ITEMS >>
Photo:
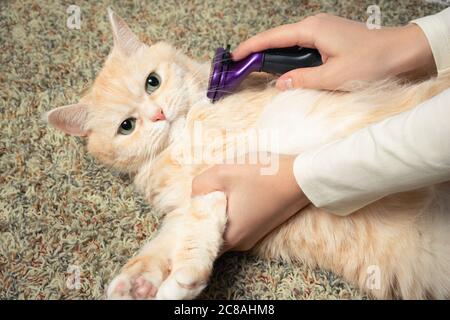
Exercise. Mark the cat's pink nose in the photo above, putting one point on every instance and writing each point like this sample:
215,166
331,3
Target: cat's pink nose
159,115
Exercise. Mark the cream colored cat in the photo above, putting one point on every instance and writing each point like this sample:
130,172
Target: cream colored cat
143,111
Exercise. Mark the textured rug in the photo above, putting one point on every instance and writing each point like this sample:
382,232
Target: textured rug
63,216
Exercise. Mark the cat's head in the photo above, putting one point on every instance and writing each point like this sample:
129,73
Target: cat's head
130,111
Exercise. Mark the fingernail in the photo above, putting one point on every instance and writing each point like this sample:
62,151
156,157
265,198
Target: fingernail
288,84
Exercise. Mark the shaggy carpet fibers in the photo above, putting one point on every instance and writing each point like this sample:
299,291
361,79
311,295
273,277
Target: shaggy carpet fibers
63,215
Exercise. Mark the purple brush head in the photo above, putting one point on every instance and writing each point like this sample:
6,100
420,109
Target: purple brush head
226,75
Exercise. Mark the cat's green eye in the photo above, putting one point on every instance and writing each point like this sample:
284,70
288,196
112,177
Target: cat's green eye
127,126
152,83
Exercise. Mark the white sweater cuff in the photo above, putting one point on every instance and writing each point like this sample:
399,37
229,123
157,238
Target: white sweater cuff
437,30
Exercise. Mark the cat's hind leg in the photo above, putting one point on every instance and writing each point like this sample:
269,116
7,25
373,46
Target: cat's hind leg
178,262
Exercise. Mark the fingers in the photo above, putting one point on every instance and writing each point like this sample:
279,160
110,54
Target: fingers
208,181
280,37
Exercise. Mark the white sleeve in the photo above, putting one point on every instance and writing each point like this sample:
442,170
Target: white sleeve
401,153
437,31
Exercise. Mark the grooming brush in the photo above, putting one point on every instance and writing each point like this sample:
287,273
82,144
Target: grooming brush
226,74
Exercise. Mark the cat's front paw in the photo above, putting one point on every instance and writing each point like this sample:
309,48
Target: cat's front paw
146,278
139,279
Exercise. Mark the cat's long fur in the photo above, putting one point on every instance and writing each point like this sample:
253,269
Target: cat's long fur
406,236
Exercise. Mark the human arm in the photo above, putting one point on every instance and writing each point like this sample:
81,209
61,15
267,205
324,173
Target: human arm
352,52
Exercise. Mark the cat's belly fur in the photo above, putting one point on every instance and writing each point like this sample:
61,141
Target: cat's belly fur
405,235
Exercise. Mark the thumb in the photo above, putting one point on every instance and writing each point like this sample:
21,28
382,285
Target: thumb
312,78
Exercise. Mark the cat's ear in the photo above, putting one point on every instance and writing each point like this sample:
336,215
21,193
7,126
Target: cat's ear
124,39
70,119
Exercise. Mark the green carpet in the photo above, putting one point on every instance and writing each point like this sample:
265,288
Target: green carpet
60,208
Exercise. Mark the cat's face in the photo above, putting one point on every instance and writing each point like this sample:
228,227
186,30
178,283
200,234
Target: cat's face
130,111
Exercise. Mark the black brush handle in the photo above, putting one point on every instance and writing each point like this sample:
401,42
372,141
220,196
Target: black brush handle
279,61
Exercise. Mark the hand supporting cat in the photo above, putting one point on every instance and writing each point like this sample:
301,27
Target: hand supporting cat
396,234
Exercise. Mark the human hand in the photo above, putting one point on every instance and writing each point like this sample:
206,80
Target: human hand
350,52
256,203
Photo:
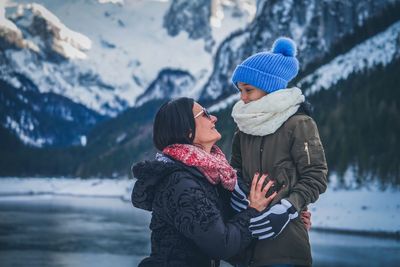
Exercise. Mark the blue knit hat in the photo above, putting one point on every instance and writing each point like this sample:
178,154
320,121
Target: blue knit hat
269,71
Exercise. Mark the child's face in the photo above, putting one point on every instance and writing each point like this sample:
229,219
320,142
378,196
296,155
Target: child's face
250,93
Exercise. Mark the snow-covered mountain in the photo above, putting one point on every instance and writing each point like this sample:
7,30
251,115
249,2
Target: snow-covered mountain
105,55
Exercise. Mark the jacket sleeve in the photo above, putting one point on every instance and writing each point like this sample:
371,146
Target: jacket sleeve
236,157
309,157
198,218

EXERCISE DESCRIPTION >> Copy exactly, please, the lines that run from the line holding "Exercise. Mark the cat's belly" through the closing line of the material above, omitting every picture.

RESULT >>
Exercise. Mark the cat's belly fur in the photo above, putting one point on every instance and writing each point like this sample:
61,141
Target: cat's belly fur
405,235
Exercise. Mark the thumb in the photo above, putting one point on every instance and writing each point like this sample:
21,28
382,285
Target: thumb
312,78
Exercise. Mark the cat's ear in the photo above, putting one point on every instance and writing each point like this sample:
336,215
21,193
7,126
Target: cat's ear
124,39
70,119
Exercise. Mark the green carpet in the photo above, putting one point on every instance and writing each point like this sample:
265,288
Target: green carpet
60,208
Exercise. Mark the cat's face in the photo above, putting one point on every instance and writing each point like this sample:
228,227
186,30
178,283
200,234
Target: cat's face
130,111
Exercise. Mark the black brush handle in the photo above, putting one point on every instance and writing each point like this sample:
401,42
372,141
220,196
Target: black brush handle
279,61
Exercise. Mark the hand supporting cat in the photo above, putting one point on every instance and writing each point like this sample:
301,27
Target: hand supporting cat
396,234
Exercise. Mark the human hand in the photo above, putting one point on every instance and writing each point like this sample:
206,80
Target: human hand
350,52
256,203
Photo:
Exercise. Mark the blue knit hat in the photo above, putting one point on every instance and writing each point like this sample:
178,154
320,121
Target: blue knit hat
269,71
Exercise. Mark the child's face in the photo above, putting one point on every instance and writing each point like this sample:
229,219
320,142
378,196
296,155
Target: child's face
250,93
Exercise. Mark the snow-covered mountain in the photo above, putting one point on every instance and writing each point like this sample:
7,30
251,115
249,2
Target: snow-covered mountain
105,55
Exercise. Mark the jacket sleeve in the photo above, putting one point on every instance and writing each point like this sample:
371,146
Target: jacket sleeve
236,157
309,157
198,218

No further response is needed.